Text —

==============================

Archbold Biological Station Executive Director Hilary Swain was up early in the morning of the 11th September, after the major winds from Hurricane Irma had passed through. She surveyed the scene from the water tower. The main Station buildings, constructed like a steel and concrete fortress, looked intact. Most other Archbold buildings survived with no major structural damage, although the whole campus was a disheveled mess of trees and twisted branches. Most of the trees that fell were large, old laurel oaks planted years ago, and not typical of the native Florida scrub at Archbold. Laurel oaks often have rotten centers and are very vulnerable to storm events. Amazingly very few trees fell on buildings. Archbold Biological Station was lucky!
She noted, “I wasn’t surprised to see the extent of tree damage on the campus. I was watching, with growing concern, the radar plots on my laptop on the evening of September 10th from 7:30 PM onwards. The eye wasn’t heading NNW as the hurricane forecast tracks predicted, it was clearly heading due north towards Highlands County. It became increasingly obvious that Archbold was going to lie in the ominous northeast part of the outer eye wall.” Together with 64 other staff, students, and evacuees from the Florida Keys, Miami, and their family members, she hunkered down in the massive reinforced concrete Archbold buildings during the height of the storm. The Archbold weather station kept running, recording sustained winds of around 50 MPH between 8:30 and 9:30 PM. Throughout that same time, from 8:30 to 9:45 there were multiple gusts close to 100 MPH. The highest gust was 97.4 MPH between 9:00 and 9:15 PM.
Archbold is grateful to have survived Hurricane Irma relatively unscathed. We extend our thoughts to all our neighbors and the community in Highlands County who went through this storm, especially those who have suffered more severe damage. Even at Archbold Irma was a difficult and frightening experience.
In contrast to the tangled mess of trees below on the campus, Dr. Swain reported, “Looking out over the Florida scrub in the early morning hours, in the aftermath of Hurricane Irma, it was hard to see much damage. That low growth scrub vegetation seems well-designed for surviving hurricane force winds and rain. The pine trees that bent whipsaw-like in the wind gusts are largely standing, with only a few limbs missing.” Dr. Betsie Rothermel, Director of the Restoration Ecology Program, reported, “Our small seasonal wetlands are holding 10″ more water than they were before the hurricane. Water is flowing down sand roads that are acting as mini rivers.” Dr. Amartya Saha, scientist at Buck Island Ranch, checked the sensor data from Lake Annie, at the north end of Archbold and reported, “The lake level in has risen 2 feet since last week, with rain and groundwater pouring into the lake.” Dr Evelyn Gaiser from Florida International University in Miami, who sheltered from the hurricane at Archbold noted, “It’s impressive how much the winds from the hurricane mixed the normal temperature profile of the lake from the warm surface waters well down towards the bottom of the lake at 67′.” She plotted a graph showing that the warmer surface waters were almost completely mixed with the cooler waters deeper down after that 24 hour storm period. Dr. Swain added, “Events like hurricanes almost reset the clock for what happens to lakes in terms of temperature, color, nutrients and plankton communities and all other lake life in the coming months. It’s like a giant experiment.” The storm didn’t bring so much rain to Archbold. Archbold intern Aliza Fassler braved the winds to record the data manually and wrote, “The morning of September 10th we had 2.89 inches in the previous 24 hours and the morning of September 11th we recorded 5.96 inches. So in total 8.85 inches over the course of the storm.” The challenge is the groundwater was already high and many of our wetlands were already full, so there isn’t anywhere for all this rain to go, even in the sandy soils of Archbold.
Dr. Swain stated, “One of the roles Archbold plays for this county is to be a guardian of knowledge, the data record keeper of what has happened in the past. We hold all the data from previous storms here in our archives going back to 1931. Donna, Frances, Jeanne, and Charlie are all plotted in our record sheets and preserved forever. Knowledge of the past helps us put natural and human experiences during storms into a historical context and perspective.”

==============================

Requirement — Based on the text about Hurricane Irma at Archbold, decide whether each statement agrees with it: (a) the highest gust recorded at Archbold was 97.4 MPH; (b) most of the trees that fell on the campus were native Florida scrub; (c) Archbold's archives hold storm data going back to 1931. Answer yes or no for each and quote the words that decide it.

Region pointing data:
==============================

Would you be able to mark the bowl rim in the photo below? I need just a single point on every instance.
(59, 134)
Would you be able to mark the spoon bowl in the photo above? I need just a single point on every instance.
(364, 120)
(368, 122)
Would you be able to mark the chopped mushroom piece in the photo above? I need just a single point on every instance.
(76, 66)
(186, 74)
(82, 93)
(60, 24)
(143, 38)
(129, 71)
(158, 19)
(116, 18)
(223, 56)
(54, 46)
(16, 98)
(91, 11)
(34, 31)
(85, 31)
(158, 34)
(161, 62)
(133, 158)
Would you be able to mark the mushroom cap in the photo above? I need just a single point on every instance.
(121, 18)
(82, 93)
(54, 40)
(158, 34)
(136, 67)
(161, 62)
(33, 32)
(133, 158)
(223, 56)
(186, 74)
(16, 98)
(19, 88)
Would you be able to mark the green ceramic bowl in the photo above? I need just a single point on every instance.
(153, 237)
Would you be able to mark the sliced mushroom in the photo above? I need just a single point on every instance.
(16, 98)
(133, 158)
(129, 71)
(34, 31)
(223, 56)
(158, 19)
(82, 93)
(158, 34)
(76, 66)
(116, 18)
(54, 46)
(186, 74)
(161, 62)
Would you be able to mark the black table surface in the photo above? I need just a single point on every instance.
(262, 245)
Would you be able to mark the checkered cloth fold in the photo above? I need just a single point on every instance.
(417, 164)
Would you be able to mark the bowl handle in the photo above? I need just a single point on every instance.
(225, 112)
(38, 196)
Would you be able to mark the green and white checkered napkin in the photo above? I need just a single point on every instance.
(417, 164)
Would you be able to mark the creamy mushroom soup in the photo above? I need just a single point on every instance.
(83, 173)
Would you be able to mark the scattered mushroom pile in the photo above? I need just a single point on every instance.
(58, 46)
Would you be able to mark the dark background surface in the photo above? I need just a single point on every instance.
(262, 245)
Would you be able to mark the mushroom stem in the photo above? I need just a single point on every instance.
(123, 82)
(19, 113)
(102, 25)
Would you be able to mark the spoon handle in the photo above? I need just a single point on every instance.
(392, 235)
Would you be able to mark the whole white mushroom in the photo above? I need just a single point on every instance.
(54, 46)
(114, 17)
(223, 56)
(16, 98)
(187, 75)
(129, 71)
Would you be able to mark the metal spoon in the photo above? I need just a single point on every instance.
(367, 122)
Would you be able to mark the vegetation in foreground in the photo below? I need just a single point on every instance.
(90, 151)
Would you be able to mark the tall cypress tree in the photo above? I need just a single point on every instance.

==============================

Finished task —
(a) Yes: "The highest gust was 97.4 MPH between 9:00 and 9:15 PM."
(b) No: "Most of the trees that fell were large, old laurel oaks planted years ago, and not typical of the native Florida scrub at Archbold."
(c) Yes: "We hold all the data from previous storms here in our archives going back to 1931."